Знаю, что довольно этого письма, чтоб меня, как говорится, уничтожить. Если граф прикажет подать в отставку, я готов; но чувствую, что, переменив мою зависимость, я много потеряю, а ничего выиграть не надеюсь.
Еще одно слово: Вы, может быть, не знаете, что у меня аневризм. Вот уж 8 лет, как я ношу с собою смерть. Могу представить свидетельство которого угодно доктора. Ужели нельзя оставить меня в покое на остаток жизни, которая верно не продлится.
Свидетельствую вам глубокое почтение и сердечную преданность.
Пушкин — А. И. Казначееву. 22 мая 1824 г. В Одессе.
(Вторая черновая редакция)
Одесса Мая 23 дня 1824 Года. По случаю отправления меня для собрания сведений о саранче в Уездах: Херсонском, Александрийском и Елисаветградском, на уплату прогонов за две почтовые лошади примерно четыреста рублей Ассигнациями от Казначея Титулярного Советника Архангельского Получил Коллежский Секретарь Александр Пушкин.
На Троицу 1824 г., 21 мая[128] в имении Льва Леонтьевича Добровольского — Сасовке, в 20 верстах от Елисаветграда, праздновались именины сестры его Елены Леонтьевны, и по этому случаю, как водится, у него собралось большое общество. Во время обеда лакей приносит открытый лист, выданный чиновнику на проезд. Хозяин велел проводить приезжего во флигель и просить подождать пока пригонят табун из степи. Пройдя во флигель, тот вышел потом на крыльцо и приготовился умываться.
Приезд неизвестного чиновника в то время в деревенской глуши составлял целое событие, и потому присутствующие на обеде барышни встали из-за стола и направились в детскую, окна которой выходили на крыльцо флигеля; ожидая увидеть изящного кавалера, они заглянули в окна и неприятно разочаровались, когда увидели черную от дорожной пыли физиономию, напомнившую им арапа, но потом, когда чиновник бесцеремонно снял сюртук и, с улыбкой посматривая на них, принялся умываться, дружно рассмеялись. Услыхав в детской смех, брат хозяина Григорий Леонтьевич отправился и сам туда же, потому что любил поухаживать за барышнями, — каково же было его удивление, когда в приезжем чиновнике он узнал Пушкина! Сейчас же сообщил он о своем открытии всем гостям и побежал тащить неожиданного гостя обедать.

▶ [Исходные данные]:
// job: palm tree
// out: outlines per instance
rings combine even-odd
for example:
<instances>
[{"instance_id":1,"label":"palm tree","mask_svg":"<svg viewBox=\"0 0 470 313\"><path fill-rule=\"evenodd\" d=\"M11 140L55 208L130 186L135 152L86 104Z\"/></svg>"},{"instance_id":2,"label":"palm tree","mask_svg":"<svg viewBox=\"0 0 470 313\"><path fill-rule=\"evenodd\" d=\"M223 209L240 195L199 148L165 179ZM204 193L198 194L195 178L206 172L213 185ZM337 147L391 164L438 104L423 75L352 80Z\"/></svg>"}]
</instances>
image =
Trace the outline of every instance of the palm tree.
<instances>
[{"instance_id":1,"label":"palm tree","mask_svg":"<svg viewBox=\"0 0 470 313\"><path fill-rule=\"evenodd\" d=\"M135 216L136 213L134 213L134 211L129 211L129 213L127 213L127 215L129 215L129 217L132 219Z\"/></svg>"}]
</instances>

▶ [Задание 1]: Определите, согласуется ли с фрагментом текста каждое утверждение: (а) автор письма сообщает, что уже восемь лет носит с собой смерть; (б) на прогоны за двух почтовых лошадей Пушкин получил примерно четыреста рублей ассигнациями; (в) имение Сасовка находилось в сорока верстах от Елисаветграда. На каждое ответьте «да» или «нет» и подтвердите ответ точной цитатой из фрагмента текста.
▶ [Задание 2]: Напишите продолжение рассказа о неожиданном приезде Пушкина в Сасовку, начав сразу после последнего предложения фрагмента текста.
Записи никак не связаны с фрагментом текста.

▶ [Ответ 1]:
(а) Да: «Вот уж 8 лет, как я ношу с собою смерть».
(б) Да: «на уплату прогонов за две почтовые лошади примерно четыреста рублей Ассигнациями».
(в) Нет: «в 20 верстах от Елисаветграда».

▶ [Ответ 2]:
Пушкина посадили рядом с хозяином, который в доказательство того как ценятся его стихи даже в деревенской глуши, вынес из кабинета истертую, истрепанную тетрадку поэмы «Кавказский пленник». В ответ на это поэт благосклонно улыбнулся. Всех интересовало, что теперь пишет Пушкин. «Евгения Онегина», — ответил он. Тогда все пристали к нему с просьбою продекламировать что-нибудь из нового произведения. Александр Сергеевич начал: «Мой дядя самых честных правил…» и закончил словами: «Когда же черт возьмет тебя!» — произнеся последнюю фразу с выразительным жестом, причем одна из присутствовавших дам пришла в ужас: «Как это можно говорить такие вещи, да еще при дамах!»
В это время к хозяйке дома подошла дочь, малютка лет трех; лаская девочку, мать поставила ребенка на стол, и девочка, лавируя между приборами, прошла к отцу, на другой конец стола. Отец сказал Александру Сергеевичу, что эта малютка знает его стихи и велел ей прочитать то место из «Кавказского пленника», где описывается красавица; действительно, дитя едва внятно пролепетало несколько строк. Пушкин сказал ей: «Да ты и сама обещаешь быть такой же красавицей», — и сам прочел ей стихотворение «Адели».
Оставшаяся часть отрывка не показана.